**ZADANIE DO WYKONANIA A:** Przepisz bez żadnych zmian wszystkie wiersze rekordów, które znajdują się pod tekstem o perfumach.

**FRAGMENT TEKSTU:**

#####

Perfumy

nesta   by w przyszłość bezczelnie patrzeć...
06 stycznia 2009 23:08
może troche nie na teamt ale...
dzisiaj zbiłam butelke perfum na dywanie.... dywan zapierałam chyba 4 razy. a moj pokoj dalej baaardzo intensywnie pachnie dior addictem. macie jakiś pomyslł jak się tego pozbyc?
poprosic kota, żeby się w etym miejscu zesikał?  😁
mój-nie mój facet pachnie czymś tam przeboskim, że własnie tym zwrócił na siebie moją uwagę i to głównie zapach mnie elektryzował. Pytałam co to, ale zręcznie unikał odpowiedzi. Byłam na 100 albo i 200% pewna, ze to muszą byc jakieś mega-wypasione perfumy z górnej półki, przecież to TAK pachnie... a co się okazało? że to zwykłe H.I.M z La Rive, za 20 zł w każdej drogerii. Szok 🙂 ale mówię Wam, zapach zniewala, powala i robi mechaniczny szpagat u płci pięknej 😀


miałam tak samo jak poznałam mojego faceta, z tym że on mnie elektryzował str8em którymś 😀
(ale z tym mechanicznym szpagatem to mnie rozwaliłaś, oplułam się herbatą  :lol🙂

teraz pachnie dieslem. długo prosił żebym mu wybrała jakiś zapach, a ja broniłam sie czym mogłam bo myślałam, że nie będzie już robił na mnie takiego wrażenia, ale w końcu dałam się namówić i kupiłam mu własnie diesla..... i miękną mi nogi za każdym razem jak go na nim poczuje, obłęd poprostu 😜

nesta, szkoda perfum...domyślam się, że wietrzenie przy takich temperaturach nie jest wcale
proste 🙄 za to jaki masz zapach w pokoju! airwick się chowa 😉
nesta   by w przyszłość bezczelnie patrzeć...
06 stycznia 2009 23:24
oj szkoda... szczególnie że to 50 i to zupełnie nowa... 🙄 a zapach raczej intensywny, wietrzenie próbowałam ale nie da się bo mi wszystko pozamarza 😁
ojjj juz wole zapach diora niz moczu mojego kota 😜
ja uzywam miss dior i jestem w nich zakochana  😍
A ja zawiodłam się na Chanel Chance .. one jakoś tak wcale nie pachną  🙄

Ultrafiolet zawsze muszę mieć - to moja miłość od jakichś 10 lat, poza tym zawsze działa na facetów  😎

Amor Amor Cacharel jest fajne 🙂
też lubie Amora, zwłaszcza tą "letnią", zieloną wersję.

#####

**WYMIENIONE REKORDY:**

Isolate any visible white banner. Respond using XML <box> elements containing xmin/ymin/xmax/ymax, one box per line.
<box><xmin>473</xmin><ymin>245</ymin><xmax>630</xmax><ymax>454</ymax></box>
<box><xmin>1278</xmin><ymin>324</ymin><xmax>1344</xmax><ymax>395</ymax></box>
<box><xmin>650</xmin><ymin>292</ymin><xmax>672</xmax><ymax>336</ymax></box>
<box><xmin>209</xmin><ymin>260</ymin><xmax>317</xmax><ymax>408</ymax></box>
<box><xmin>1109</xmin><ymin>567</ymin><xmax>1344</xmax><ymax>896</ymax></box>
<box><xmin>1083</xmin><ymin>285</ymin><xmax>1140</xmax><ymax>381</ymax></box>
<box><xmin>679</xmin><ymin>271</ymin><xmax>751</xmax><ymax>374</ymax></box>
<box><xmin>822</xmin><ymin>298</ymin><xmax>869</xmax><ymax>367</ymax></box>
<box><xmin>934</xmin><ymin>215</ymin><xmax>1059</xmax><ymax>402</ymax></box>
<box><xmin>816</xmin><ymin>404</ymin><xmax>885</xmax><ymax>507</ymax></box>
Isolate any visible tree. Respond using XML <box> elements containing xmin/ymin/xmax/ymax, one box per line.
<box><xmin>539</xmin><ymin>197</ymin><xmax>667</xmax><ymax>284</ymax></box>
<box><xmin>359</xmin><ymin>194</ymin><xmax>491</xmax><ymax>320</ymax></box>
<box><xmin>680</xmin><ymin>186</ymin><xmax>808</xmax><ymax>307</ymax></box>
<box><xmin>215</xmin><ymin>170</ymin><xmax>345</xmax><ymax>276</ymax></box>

#####

**ZADANIE DO WYKONANIA B:** Podaj ponownie, dokładnie w tym samym brzmieniu, fragment tekstu o perfumach, który zaczyna się od słów „dzisiaj zbiłam butelke” i ciągnie się aż do słów „się tego pozbyc?”.

**ODPOWIEDŹ NA ZADANIE A:**
Isolate any visible white banner. Respond using XML <box> elements containing xmin/ymin/xmax/ymax, one box per line.
<box><xmin>473</xmin><ymin>245</ymin><xmax>630</xmax><ymax>454</ymax></box>
<box><xmin>1278</xmin><ymin>324</ymin><xmax>1344</xmax><ymax>395</ymax></box>
<box><xmin>650</xmin><ymin>292</ymin><xmax>672</xmax><ymax>336</ymax></box>
<box><xmin>209</xmin><ymin>260</ymin><xmax>317</xmax><ymax>408</ymax></box>
<box><xmin>1109</xmin><ymin>567</ymin><xmax>1344</xmax><ymax>896</ymax></box>
<box><xmin>1083</xmin><ymin>285</ymin><xmax>1140</xmax><ymax>381</ymax></box>
<box><xmin>679</xmin><ymin>271</ymin><xmax>751</xmax><ymax>374</ymax></box>
<box><xmin>822</xmin><ymin>298</ymin><xmax>869</xmax><ymax>367</ymax></box>
<box><xmin>934</xmin><ymin>215</ymin><xmax>1059</xmax><ymax>402</ymax></box>
<box><xmin>816</xmin><ymin>404</ymin><xmax>885</xmax><ymax>507</ymax></box>
Isolate any visible tree. Respond using XML <box> elements containing xmin/ymin/xmax/ymax, one box per line.
<box><xmin>539</xmin><ymin>197</ymin><xmax>667</xmax><ymax>284</ymax></box>
<box><xmin>359</xmin><ymin>194</ymin><xmax>491</xmax><ymax>320</ymax></box>
<box><xmin>680</xmin><ymin>186</ymin><xmax>808</xmax><ymax>307</ymax></box>
<box><xmin>215</xmin><ymin>170</ymin><xmax>345</xmax><ymax>276</ymax></box>

**ODPOWIEDŹ NA ZADANIE B:**
dzisiaj zbiłam butelke perfum na dywanie.... dywan zapierałam chyba 4 razy. a moj pokoj dalej baaardzo intensywnie pachnie dior addictem. macie jakiś pomyslł jak się tego pozbyc?